╭─ Supplied records

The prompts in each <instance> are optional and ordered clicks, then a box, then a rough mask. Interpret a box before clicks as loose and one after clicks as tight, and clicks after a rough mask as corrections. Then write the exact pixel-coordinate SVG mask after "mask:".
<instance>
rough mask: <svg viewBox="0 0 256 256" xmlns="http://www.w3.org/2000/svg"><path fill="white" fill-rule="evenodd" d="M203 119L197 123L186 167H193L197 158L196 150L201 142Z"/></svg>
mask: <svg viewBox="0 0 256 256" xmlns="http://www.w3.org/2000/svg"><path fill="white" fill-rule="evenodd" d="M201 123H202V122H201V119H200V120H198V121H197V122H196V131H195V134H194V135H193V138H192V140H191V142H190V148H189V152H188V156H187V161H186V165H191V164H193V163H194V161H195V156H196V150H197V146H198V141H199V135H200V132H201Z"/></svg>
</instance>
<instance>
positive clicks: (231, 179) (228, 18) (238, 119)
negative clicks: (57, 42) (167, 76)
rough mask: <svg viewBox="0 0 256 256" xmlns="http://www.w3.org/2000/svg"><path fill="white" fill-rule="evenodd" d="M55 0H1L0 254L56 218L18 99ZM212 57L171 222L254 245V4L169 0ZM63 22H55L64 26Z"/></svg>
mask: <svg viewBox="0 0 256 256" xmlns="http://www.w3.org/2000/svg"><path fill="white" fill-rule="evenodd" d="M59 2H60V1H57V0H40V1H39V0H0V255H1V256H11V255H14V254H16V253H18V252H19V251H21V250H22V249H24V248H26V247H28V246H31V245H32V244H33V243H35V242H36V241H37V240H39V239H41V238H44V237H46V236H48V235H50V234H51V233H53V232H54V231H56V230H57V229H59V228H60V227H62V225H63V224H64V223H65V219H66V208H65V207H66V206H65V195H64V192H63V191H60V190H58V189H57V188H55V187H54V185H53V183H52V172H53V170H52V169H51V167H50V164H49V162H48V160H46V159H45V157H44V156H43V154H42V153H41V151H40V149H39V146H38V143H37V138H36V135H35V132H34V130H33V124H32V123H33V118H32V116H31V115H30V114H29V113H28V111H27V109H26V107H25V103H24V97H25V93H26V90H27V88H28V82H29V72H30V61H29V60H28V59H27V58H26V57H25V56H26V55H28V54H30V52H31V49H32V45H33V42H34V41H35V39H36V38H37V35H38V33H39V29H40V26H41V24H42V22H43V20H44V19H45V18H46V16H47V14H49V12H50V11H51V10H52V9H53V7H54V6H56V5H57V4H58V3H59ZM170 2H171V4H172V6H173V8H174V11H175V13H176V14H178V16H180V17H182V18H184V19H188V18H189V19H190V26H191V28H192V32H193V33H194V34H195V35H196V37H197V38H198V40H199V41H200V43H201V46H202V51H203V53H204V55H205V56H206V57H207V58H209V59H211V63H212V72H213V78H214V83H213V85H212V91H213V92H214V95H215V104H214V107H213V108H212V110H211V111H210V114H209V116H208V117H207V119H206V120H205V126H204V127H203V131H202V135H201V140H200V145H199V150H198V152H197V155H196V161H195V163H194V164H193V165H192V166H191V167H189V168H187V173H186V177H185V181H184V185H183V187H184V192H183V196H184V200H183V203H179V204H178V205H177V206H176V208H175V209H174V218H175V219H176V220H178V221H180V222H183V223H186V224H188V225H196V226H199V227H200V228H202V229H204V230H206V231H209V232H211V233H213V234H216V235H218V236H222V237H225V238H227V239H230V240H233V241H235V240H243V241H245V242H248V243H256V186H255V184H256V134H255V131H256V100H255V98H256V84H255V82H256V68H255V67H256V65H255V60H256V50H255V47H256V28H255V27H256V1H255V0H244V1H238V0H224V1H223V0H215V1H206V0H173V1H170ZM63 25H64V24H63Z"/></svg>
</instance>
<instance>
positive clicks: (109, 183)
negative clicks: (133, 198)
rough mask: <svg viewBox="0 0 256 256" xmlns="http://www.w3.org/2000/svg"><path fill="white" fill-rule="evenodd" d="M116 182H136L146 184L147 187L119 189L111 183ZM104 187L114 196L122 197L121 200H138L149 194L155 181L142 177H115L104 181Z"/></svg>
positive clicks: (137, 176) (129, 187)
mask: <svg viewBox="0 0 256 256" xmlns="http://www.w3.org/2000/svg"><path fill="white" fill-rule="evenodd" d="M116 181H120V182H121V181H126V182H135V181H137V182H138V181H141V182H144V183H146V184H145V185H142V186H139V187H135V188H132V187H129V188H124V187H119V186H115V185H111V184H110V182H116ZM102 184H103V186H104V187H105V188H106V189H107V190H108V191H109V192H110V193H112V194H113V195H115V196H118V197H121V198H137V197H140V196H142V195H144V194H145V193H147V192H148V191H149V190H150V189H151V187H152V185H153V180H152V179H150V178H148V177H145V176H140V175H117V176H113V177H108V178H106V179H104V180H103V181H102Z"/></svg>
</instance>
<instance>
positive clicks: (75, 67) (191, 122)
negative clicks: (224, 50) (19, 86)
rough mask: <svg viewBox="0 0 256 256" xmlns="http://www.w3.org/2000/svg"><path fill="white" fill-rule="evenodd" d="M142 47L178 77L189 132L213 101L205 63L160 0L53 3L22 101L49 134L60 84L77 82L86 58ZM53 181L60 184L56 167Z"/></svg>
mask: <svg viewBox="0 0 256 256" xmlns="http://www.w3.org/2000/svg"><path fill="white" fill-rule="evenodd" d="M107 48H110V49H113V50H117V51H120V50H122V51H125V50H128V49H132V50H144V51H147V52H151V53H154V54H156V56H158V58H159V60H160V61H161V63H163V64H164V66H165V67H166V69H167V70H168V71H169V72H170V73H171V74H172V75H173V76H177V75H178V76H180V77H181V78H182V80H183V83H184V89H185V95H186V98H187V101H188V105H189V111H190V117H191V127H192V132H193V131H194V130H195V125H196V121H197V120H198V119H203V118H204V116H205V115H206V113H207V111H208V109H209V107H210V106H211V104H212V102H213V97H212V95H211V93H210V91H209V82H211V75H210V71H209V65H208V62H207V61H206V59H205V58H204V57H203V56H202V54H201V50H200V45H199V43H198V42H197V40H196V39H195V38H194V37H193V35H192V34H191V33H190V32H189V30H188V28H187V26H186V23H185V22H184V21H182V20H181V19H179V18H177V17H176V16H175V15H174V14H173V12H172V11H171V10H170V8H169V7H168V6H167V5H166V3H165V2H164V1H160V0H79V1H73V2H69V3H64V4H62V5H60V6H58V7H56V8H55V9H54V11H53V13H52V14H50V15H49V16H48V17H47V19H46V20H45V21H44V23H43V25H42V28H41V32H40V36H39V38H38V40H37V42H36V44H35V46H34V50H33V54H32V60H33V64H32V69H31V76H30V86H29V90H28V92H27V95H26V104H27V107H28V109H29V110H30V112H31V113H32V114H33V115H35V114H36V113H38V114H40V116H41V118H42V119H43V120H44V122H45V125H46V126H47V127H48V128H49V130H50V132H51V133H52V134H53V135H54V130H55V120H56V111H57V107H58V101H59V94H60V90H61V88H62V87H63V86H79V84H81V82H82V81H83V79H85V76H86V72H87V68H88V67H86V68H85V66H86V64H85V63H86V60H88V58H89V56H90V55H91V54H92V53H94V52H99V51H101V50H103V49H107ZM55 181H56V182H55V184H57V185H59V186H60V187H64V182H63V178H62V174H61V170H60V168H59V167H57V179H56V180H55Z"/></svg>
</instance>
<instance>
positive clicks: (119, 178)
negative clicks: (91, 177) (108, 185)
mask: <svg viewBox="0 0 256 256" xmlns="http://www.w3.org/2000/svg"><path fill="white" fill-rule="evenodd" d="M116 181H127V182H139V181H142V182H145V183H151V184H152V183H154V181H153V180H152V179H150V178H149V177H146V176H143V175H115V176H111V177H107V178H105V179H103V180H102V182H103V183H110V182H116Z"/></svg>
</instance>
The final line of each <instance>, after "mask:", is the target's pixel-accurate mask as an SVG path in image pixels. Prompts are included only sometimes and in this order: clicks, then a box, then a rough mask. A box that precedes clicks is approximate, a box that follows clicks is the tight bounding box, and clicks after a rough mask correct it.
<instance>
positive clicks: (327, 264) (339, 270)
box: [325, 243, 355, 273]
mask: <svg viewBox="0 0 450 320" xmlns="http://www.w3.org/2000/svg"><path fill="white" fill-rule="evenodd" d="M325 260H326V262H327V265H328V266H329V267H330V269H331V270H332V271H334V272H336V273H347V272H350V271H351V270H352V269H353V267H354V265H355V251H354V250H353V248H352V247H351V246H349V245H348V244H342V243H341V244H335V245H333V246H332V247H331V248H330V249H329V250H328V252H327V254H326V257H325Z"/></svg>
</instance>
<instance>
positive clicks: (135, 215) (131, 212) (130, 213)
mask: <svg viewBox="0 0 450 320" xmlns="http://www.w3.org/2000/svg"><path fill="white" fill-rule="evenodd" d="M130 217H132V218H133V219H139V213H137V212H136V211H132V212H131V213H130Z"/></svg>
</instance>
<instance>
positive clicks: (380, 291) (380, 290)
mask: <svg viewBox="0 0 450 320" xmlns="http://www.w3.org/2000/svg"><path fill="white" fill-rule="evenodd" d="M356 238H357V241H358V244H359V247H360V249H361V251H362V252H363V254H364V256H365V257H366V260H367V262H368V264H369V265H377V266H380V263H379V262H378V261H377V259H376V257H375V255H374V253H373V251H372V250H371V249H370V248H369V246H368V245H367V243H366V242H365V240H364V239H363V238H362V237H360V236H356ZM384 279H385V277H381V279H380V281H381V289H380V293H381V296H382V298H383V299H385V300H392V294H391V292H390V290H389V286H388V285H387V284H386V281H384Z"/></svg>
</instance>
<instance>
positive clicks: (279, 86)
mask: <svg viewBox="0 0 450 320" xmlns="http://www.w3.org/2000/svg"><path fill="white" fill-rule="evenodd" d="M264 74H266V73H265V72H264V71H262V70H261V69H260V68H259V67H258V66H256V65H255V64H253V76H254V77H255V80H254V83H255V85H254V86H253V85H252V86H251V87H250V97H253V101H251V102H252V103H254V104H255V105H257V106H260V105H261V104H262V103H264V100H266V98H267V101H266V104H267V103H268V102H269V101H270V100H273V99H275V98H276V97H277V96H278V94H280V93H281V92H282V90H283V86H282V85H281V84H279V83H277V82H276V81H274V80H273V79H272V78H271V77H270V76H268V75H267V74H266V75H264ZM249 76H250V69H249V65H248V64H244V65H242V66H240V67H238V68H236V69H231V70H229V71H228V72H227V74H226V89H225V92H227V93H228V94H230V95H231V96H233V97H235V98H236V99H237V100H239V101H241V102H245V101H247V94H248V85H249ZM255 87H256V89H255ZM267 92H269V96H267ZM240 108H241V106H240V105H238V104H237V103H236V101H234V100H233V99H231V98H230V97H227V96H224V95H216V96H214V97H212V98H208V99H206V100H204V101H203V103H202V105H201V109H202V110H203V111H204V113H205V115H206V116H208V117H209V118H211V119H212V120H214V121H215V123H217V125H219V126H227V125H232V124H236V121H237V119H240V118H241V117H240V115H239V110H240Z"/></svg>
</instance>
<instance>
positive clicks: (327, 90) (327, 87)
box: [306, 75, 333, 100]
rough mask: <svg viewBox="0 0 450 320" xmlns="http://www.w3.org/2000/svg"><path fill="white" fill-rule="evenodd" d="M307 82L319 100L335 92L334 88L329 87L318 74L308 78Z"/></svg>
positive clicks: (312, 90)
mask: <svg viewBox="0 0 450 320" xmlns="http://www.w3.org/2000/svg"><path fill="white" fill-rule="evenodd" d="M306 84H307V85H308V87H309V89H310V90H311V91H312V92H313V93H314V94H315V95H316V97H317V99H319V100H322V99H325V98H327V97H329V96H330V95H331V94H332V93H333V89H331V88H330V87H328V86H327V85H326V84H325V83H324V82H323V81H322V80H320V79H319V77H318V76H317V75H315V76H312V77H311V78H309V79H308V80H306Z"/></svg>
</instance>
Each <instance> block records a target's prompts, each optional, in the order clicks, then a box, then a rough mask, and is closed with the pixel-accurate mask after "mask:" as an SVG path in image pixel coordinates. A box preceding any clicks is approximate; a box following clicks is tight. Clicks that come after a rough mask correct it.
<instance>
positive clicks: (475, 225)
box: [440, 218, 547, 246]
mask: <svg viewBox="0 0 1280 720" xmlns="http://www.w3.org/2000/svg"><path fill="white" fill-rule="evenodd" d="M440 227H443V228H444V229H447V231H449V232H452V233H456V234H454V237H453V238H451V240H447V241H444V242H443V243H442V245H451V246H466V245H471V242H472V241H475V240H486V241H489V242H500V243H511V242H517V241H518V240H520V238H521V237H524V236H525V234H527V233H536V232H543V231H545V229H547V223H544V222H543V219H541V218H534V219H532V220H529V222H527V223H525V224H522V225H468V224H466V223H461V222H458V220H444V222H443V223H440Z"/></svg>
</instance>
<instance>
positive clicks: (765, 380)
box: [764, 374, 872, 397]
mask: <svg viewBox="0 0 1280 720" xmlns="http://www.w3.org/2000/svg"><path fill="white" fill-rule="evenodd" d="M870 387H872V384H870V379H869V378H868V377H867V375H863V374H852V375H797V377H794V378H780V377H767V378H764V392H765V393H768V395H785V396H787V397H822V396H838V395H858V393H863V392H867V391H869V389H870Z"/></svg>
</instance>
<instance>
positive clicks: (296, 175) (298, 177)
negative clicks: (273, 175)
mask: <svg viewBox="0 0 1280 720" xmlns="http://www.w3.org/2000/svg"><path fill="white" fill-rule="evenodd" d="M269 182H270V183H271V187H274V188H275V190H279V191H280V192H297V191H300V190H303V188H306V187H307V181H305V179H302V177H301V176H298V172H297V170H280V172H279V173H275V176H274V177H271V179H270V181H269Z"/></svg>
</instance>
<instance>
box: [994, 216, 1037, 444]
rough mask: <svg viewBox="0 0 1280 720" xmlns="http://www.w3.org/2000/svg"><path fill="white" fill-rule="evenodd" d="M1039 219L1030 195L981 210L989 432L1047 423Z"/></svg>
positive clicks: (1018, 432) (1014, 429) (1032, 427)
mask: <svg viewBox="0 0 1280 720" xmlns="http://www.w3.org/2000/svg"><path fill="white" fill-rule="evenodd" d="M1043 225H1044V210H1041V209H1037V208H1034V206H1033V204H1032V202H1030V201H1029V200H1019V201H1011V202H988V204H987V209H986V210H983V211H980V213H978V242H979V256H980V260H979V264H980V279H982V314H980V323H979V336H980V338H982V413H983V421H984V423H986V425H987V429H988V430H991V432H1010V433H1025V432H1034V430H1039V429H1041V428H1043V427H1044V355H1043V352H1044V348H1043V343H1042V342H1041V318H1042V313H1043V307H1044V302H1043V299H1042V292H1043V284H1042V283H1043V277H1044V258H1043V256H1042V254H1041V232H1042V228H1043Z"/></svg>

╰─

**Work to complete:** Scan the entries above for the line containing "positive clicks: (312, 90)", and copy it and all lines after it exactly, down to and including the line containing "positive clicks: (765, 380)".

**Exercise result:**
positive clicks: (312, 90)
mask: <svg viewBox="0 0 450 320" xmlns="http://www.w3.org/2000/svg"><path fill="white" fill-rule="evenodd" d="M306 84H307V85H308V87H309V89H310V90H311V91H312V92H313V93H314V94H315V95H316V97H317V99H319V100H322V99H325V98H327V97H329V96H330V95H331V94H332V93H333V89H331V88H330V87H328V86H327V85H326V84H325V83H324V82H323V81H322V80H320V79H319V77H318V76H317V75H315V76H312V77H311V78H309V79H308V80H306Z"/></svg>
</instance>
Each <instance> block records a target's prompts, each optional, in the order clicks, then a box, then a rough mask, and is closed with the pixel-accurate mask after "mask:" as an SVG path in image pixel coordinates. A box preceding any clicks is approximate; a box following clicks is tight. Clicks that come after a rough mask correct it.
<instance>
positive clicks: (475, 225)
box: [440, 218, 547, 246]
mask: <svg viewBox="0 0 1280 720" xmlns="http://www.w3.org/2000/svg"><path fill="white" fill-rule="evenodd" d="M440 227H443V228H444V229H447V231H449V232H452V233H456V234H454V237H453V238H451V240H447V241H444V242H443V243H442V245H451V246H466V245H471V242H472V241H475V240H486V241H489V242H500V243H511V242H517V241H518V240H520V238H521V237H524V236H525V234H527V233H536V232H543V231H545V229H547V223H544V222H543V219H541V218H534V219H532V220H529V222H527V223H525V224H522V225H468V224H466V223H461V222H458V220H444V222H443V223H440Z"/></svg>
</instance>
<instance>
positive clicks: (765, 380)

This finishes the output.